It took me a while to get it working. It didn't seem to like folder names with spaces like "c:\documents and settings\user\my documents\my videos". I moved everything to a simple directory name like "c:\work" and it immediately ran a lot better. I also didn't realize that the variables for mp4creator and pyTivoMetaThis were initialized multiple times in the batch file. Once I pointed everything to the new and correct folders, everything worked fine.


----------



## orangeboy

cheesesteak said:


> Thanks a lot for this. I finally got it running. Now, not only I can watch Doctor Who two weeks early, I can do it in hd.


Glad to hear it - It's the little things in life that count! 



cheesesteak said:


> It took me a while to get it working. It didn't seem to like folder names with spaces like "c:\documents and settings\user\my documents\my videos". I moved everything to a simple directory name like "c:\work" and it immediately ran a lot better.


I find this puzzling... Most of my video folders have embedded spaces in the folder/file names. I'll have to double check the statements that deal with path names to ensure that '%~' variables are also surrounded by double quotes (where applicable)...

▶ [Material provided]
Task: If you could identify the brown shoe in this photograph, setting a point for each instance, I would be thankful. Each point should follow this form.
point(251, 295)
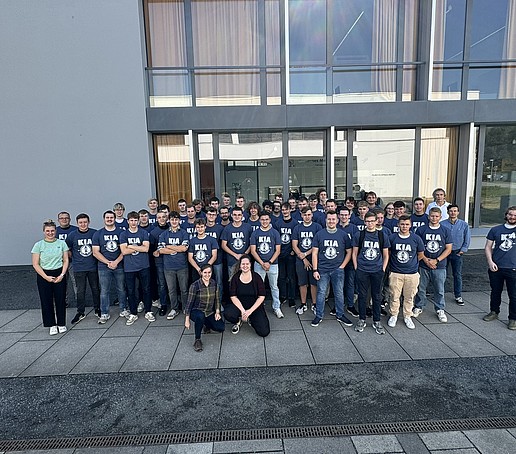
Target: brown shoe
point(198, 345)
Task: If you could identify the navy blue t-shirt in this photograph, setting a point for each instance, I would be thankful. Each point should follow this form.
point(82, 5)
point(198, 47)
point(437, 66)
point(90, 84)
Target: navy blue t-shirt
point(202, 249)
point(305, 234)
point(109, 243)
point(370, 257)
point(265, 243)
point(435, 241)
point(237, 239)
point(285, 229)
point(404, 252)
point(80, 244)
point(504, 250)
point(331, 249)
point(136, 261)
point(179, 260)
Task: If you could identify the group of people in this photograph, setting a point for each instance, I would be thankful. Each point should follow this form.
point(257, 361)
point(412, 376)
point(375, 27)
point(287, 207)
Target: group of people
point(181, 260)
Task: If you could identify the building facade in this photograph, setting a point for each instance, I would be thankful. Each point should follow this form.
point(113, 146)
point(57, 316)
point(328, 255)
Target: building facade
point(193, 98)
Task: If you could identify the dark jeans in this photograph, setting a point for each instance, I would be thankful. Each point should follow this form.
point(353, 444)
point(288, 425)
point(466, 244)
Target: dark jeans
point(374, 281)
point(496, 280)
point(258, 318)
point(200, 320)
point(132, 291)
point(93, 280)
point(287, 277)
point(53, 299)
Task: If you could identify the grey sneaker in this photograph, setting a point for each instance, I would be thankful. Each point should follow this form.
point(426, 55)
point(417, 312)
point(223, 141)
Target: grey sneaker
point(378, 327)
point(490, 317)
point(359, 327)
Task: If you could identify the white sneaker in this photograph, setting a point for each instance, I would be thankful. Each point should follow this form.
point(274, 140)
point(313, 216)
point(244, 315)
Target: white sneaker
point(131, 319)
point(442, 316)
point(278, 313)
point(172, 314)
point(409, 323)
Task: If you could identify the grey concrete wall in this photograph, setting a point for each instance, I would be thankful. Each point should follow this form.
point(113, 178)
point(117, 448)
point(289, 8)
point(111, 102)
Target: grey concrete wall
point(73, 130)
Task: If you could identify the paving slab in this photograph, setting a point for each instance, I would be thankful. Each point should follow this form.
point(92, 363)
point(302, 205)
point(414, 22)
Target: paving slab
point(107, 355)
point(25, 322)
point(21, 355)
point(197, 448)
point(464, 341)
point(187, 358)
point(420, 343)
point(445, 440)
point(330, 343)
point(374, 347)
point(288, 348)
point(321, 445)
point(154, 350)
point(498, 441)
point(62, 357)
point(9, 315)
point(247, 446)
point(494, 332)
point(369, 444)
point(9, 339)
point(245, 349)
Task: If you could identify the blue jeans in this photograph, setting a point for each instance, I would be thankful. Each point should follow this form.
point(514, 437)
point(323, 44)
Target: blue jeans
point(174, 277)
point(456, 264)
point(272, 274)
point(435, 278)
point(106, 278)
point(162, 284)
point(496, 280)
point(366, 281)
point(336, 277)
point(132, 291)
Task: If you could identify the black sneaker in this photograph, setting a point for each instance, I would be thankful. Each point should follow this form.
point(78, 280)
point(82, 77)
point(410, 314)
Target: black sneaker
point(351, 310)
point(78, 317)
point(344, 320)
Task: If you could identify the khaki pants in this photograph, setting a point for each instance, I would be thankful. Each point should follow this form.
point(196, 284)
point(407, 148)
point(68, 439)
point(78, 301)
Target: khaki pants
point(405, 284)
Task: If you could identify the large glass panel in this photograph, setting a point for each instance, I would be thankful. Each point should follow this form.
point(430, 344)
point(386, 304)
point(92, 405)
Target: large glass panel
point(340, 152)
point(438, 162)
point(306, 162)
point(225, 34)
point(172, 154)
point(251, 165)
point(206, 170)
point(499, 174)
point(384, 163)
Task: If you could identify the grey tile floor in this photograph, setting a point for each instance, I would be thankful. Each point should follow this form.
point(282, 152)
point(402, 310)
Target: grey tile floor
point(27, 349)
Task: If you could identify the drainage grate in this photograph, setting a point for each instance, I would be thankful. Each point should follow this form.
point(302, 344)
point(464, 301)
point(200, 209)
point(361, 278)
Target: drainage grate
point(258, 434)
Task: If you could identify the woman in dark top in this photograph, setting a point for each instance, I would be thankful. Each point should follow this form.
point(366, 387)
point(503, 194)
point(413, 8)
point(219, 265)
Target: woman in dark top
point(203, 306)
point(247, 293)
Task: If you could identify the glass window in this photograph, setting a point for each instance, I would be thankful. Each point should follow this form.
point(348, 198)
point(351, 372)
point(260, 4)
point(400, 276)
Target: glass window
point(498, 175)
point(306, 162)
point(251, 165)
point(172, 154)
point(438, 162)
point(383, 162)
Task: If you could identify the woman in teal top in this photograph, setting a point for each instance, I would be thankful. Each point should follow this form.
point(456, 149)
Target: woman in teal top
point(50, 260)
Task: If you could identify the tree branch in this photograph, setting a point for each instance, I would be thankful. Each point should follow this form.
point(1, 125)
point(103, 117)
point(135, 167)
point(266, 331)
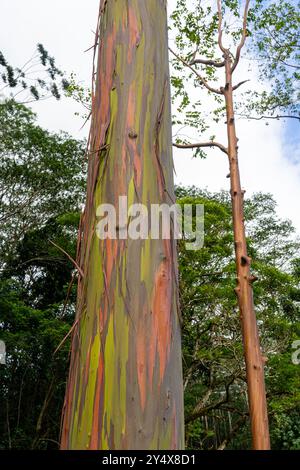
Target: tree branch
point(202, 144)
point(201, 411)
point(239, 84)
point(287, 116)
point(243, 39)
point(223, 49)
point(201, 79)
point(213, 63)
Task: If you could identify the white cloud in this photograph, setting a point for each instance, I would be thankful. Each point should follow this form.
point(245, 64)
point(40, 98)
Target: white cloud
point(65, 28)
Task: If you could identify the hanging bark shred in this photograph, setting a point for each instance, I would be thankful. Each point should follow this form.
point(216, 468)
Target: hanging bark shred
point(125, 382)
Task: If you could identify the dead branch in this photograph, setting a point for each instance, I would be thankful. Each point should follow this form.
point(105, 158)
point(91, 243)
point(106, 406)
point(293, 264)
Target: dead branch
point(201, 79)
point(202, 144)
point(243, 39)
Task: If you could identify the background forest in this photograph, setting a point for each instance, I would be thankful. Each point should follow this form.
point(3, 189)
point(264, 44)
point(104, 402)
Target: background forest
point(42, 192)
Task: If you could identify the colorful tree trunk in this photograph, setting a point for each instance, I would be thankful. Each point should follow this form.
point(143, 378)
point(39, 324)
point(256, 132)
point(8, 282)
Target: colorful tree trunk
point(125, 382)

--

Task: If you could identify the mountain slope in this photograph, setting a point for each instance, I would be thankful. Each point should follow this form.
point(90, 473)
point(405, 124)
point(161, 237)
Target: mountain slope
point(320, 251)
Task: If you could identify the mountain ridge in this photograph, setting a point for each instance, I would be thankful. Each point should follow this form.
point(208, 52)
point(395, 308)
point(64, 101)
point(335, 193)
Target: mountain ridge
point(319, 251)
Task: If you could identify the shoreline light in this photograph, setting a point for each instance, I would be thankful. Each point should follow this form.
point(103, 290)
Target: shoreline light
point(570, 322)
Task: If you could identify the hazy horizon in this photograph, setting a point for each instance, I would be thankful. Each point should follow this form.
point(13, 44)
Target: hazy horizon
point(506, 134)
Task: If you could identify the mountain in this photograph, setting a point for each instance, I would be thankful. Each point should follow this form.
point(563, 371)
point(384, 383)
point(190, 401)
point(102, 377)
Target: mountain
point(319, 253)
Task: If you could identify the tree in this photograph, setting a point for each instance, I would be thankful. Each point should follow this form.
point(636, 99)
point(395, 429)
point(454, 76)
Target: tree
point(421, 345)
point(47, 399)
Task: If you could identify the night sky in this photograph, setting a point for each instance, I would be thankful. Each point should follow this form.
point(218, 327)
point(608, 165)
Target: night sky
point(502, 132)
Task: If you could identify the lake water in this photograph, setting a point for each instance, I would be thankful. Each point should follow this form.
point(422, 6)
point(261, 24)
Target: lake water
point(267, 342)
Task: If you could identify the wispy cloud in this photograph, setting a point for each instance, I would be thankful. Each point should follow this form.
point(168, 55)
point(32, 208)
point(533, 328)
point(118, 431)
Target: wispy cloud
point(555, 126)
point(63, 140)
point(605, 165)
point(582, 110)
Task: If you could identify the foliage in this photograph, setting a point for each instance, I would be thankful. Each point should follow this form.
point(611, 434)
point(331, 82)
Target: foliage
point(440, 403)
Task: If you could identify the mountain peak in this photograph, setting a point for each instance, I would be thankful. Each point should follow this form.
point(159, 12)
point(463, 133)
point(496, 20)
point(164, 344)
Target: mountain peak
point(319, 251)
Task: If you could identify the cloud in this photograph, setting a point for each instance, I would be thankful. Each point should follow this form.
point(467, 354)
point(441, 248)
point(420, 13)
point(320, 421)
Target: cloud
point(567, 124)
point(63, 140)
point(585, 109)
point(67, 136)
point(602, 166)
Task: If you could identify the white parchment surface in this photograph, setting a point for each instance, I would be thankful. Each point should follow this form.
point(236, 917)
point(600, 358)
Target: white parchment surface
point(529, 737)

---

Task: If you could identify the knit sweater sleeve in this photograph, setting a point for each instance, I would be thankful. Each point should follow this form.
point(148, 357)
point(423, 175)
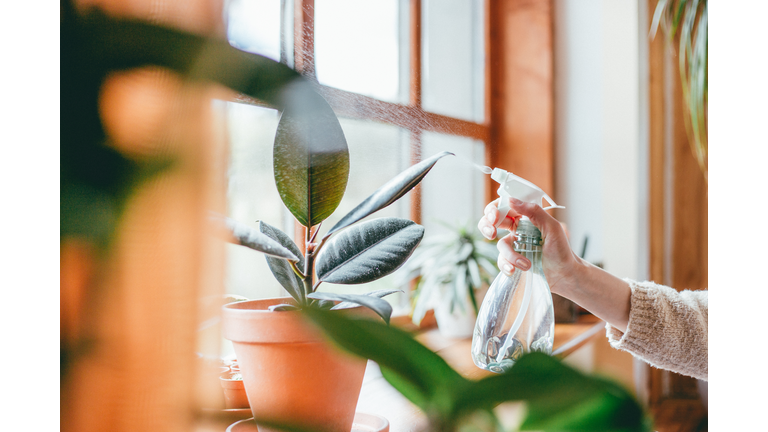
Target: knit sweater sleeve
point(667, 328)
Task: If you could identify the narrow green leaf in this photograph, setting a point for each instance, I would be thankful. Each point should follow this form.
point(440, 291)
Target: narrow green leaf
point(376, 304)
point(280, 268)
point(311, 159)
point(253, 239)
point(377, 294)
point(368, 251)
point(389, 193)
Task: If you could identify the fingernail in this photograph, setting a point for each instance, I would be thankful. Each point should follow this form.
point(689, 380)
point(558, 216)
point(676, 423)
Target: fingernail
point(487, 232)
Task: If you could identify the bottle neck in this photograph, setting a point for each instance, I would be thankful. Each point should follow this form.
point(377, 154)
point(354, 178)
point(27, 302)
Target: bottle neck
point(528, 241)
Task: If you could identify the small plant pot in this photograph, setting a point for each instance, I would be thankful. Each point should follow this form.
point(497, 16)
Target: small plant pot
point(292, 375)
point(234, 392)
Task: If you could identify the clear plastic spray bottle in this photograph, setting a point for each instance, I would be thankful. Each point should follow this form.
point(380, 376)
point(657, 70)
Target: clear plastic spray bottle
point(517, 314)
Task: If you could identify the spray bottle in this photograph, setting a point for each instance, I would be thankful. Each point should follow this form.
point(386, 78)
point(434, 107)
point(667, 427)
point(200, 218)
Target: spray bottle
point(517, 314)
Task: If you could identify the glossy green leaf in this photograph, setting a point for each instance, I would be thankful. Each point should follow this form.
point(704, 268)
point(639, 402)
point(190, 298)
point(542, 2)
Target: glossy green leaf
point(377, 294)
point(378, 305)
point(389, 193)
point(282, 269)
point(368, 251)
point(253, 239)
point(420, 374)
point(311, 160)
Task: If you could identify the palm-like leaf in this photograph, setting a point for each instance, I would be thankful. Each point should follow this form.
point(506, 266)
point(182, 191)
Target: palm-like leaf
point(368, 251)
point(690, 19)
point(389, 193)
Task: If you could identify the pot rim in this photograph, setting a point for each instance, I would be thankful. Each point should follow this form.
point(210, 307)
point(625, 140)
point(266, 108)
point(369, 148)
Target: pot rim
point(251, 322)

▶ [Exercise set]
1. In the forum thread, the variables for which two programs were initialized multiple times in the batch file?
2. In the entries, rewrite everything from the line containing "Task: If you could identify the brown" down to the line containing "point(179, 260)", both included, switching "navy blue" to "dark green" and leaving all else unchanged. Leave the pictures out.

▶ [Set of answers]
1. mp4creator and pyTivoMetaThis

2.
Task: If you could identify the brown shoe in this photograph, setting a point for each instance, I would be thankful. Each point should follow this form.
point(251, 295)
Target: brown shoe
point(198, 345)
Task: If you could identify the dark green t-shirt in this photograph, setting a point for each instance, I would be thankful. Each point should follow this form.
point(82, 5)
point(198, 47)
point(437, 66)
point(90, 84)
Target: dark green t-shirt
point(202, 249)
point(305, 234)
point(109, 243)
point(370, 257)
point(265, 243)
point(435, 241)
point(237, 239)
point(285, 229)
point(404, 252)
point(80, 244)
point(504, 250)
point(331, 249)
point(136, 261)
point(179, 260)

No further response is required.